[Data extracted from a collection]
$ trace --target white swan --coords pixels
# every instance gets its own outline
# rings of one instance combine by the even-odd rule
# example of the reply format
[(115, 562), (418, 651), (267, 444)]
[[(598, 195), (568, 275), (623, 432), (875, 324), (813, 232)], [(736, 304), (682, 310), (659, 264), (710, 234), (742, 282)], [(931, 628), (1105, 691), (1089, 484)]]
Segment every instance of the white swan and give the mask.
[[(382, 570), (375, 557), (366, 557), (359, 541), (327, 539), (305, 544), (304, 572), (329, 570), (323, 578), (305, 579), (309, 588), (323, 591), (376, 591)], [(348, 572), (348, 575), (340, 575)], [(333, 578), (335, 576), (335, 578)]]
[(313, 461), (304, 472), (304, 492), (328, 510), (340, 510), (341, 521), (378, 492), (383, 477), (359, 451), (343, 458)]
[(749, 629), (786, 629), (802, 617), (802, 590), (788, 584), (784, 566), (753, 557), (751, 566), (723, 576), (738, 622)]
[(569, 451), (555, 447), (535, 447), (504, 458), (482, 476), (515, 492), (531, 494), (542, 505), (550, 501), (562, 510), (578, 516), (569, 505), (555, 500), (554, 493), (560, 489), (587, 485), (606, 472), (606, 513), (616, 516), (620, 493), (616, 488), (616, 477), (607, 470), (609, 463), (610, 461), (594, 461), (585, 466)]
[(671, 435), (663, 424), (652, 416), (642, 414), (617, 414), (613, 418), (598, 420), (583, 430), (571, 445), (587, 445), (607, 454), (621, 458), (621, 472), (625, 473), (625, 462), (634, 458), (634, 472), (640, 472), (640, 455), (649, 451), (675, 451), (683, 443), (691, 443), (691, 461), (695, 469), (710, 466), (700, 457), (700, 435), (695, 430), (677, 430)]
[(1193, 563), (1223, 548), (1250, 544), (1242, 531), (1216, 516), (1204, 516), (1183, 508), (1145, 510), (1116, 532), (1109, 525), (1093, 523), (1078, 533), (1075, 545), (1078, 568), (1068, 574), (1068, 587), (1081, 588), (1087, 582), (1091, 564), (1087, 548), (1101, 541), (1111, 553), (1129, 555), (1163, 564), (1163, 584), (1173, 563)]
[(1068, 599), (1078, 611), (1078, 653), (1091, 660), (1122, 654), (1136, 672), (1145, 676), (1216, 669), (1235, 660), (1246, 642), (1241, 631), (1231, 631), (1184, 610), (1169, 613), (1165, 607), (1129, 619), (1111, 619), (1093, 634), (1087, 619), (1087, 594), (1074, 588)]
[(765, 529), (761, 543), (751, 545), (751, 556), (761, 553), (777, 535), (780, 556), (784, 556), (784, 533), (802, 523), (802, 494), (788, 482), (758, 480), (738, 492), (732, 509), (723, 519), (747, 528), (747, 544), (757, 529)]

* Directive: The data above must be returned in full, exactly as written.

* Task answer:
$ trace --target white swan --coords pixels
# every instance gets its own outline
# rings of one instance combine by the even-odd rule
# example of the reply format
[(115, 562), (418, 651), (267, 444)]
[[(598, 195), (568, 275), (623, 432), (875, 324), (813, 232)], [(736, 304), (682, 310), (659, 264), (710, 234), (742, 282)], [(931, 628), (1105, 691), (1089, 484)]]
Segment every instance of the white swan and give the mask.
[[(382, 570), (375, 557), (366, 557), (359, 541), (327, 539), (305, 544), (304, 572), (329, 570), (323, 578), (305, 579), (309, 588), (323, 591), (376, 591)], [(348, 572), (348, 575), (340, 575)], [(333, 578), (335, 576), (335, 578)]]
[(313, 461), (304, 472), (304, 492), (328, 510), (340, 510), (341, 521), (378, 492), (383, 477), (359, 451), (343, 458)]
[(749, 629), (786, 629), (802, 617), (802, 590), (788, 584), (784, 566), (753, 557), (751, 566), (723, 576), (738, 622)]
[(569, 451), (555, 447), (535, 447), (504, 458), (482, 476), (515, 492), (531, 494), (542, 505), (550, 501), (562, 510), (578, 516), (569, 505), (555, 500), (554, 493), (560, 489), (587, 485), (606, 472), (606, 513), (616, 516), (620, 493), (616, 488), (616, 477), (607, 470), (609, 463), (610, 461), (594, 461), (585, 466)]
[(671, 435), (663, 424), (652, 416), (642, 414), (617, 414), (613, 418), (598, 420), (583, 430), (571, 445), (587, 445), (607, 454), (621, 458), (621, 472), (625, 473), (625, 462), (634, 458), (634, 472), (640, 472), (640, 455), (649, 451), (675, 451), (683, 443), (691, 443), (691, 461), (695, 469), (710, 466), (700, 457), (700, 435), (695, 430), (677, 430)]
[(1193, 563), (1223, 548), (1250, 544), (1242, 531), (1216, 516), (1204, 516), (1183, 508), (1145, 510), (1116, 532), (1109, 525), (1093, 523), (1078, 533), (1075, 545), (1078, 568), (1068, 574), (1068, 587), (1081, 588), (1087, 582), (1091, 564), (1087, 548), (1101, 541), (1111, 553), (1129, 555), (1163, 564), (1163, 584), (1173, 563)]
[(1068, 599), (1078, 611), (1078, 653), (1091, 660), (1122, 654), (1136, 672), (1145, 676), (1216, 669), (1235, 660), (1246, 642), (1241, 631), (1231, 631), (1184, 610), (1169, 613), (1165, 607), (1129, 619), (1111, 619), (1093, 634), (1087, 619), (1087, 594), (1074, 588)]
[(765, 529), (761, 543), (751, 545), (751, 556), (761, 553), (777, 535), (780, 556), (784, 556), (784, 533), (802, 523), (802, 494), (788, 482), (758, 480), (738, 492), (732, 509), (723, 519), (747, 528), (747, 544), (757, 529)]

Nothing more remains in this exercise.